======== EXCERPTED PASSAGE ========

# WARNING: SILICONE II EXPIRES



## holidayhanson (Apr 25, 2007)

I just used a whole tube of silicone II which expired two months ago. I didnt realize it until I noticed my silicone has not dried after 5 days. Before you silicone....check the expiration date!!! I now have a black gooey mess which is really difficult to clean up. I will always now squirt a test bead of silicone before using it in my tank. You should too!!


----------



## Corpus Callosum (Apr 7, 2007)

Try using some vinegar to help clean up with a razor blade?


----------



## DartMan (Nov 29, 2005)

Sorry to hear your news. It has happened to many of folks around here. Did you buy it from a place like Lowes or Home Depot?

I only ask because I suspect folks who get the outdated stuff have a higher chance of getting outdated silicone from smaller places that have a lower turn-over rate of product compared to the big places like Lowes or HD that constantly sell it and restock their shelves more often.
Just curious.


----------



## holidayhanson (Apr 25, 2007)

DartMan said:


> I only ask because I suspect folks who get the outdated stuff have a higher chance of getting outdated silicone from smaller places that have a lower turn-over rate of product compared to the big places like Lowes or HD that constantly sell it and restock their shelves more often.
> Just curious.


Quite the opposite. I bought it from Lowes. Yesterday I returned it and got some more. I found 6 expired bottles and only 2 were okay to use. I think someone screwed up the rotation. I took the expired bottles to customer service and told them about the issue....I can guess they are being put back on the shelves today.

========

TASK SET.
- A) In the forum thread about expired Silicone II, how many expired bottles did holidayhanson find on the shelves at Lowes?
- B) Extend the forum thread about expired Silicone II past its final post.

======== PROVIDED DATA ========

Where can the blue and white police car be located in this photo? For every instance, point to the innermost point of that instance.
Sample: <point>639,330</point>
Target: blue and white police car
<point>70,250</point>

========

ANSWERS TO THE EXERCISE.
- A) Six.

- B)
I was able to wipe most of it out and foamed GS over what was left...it should be okay. 

Lesson learned....always check the date no matter where you shop for silicone II.


----------



## defaced (May 23, 2005)

I'll wager that all silicones expire, not just GEII. I know GEI does and I'm almost positive that DAP's stuff does too.


----------



## SLEDDER23 (Mar 17, 2005)

Good tip. I need to go home and check that case of black GE I I bought a year ago. 

I wonder if they even do rotate it? I bet there is a good chance they some don't even think of such a thing. like me until 2 minutes ago...


----------



## VanillaGorilla (Mar 11, 2007)

I dont get it... because it is expired it does not dry?

I thought it was the other way around, because it is expired it IS potentially dry already...


I got about 8 tubes free last month, I used three-four the reason I got them free because they were expired... they were a little harder than normal, and some parts were already dry but I scrounged about half a tube out of each.

They dried just fine.


----------



## DartMan (Nov 29, 2005)

VanillaGorilla said:


> I dont get it... because it is expired it does not dry?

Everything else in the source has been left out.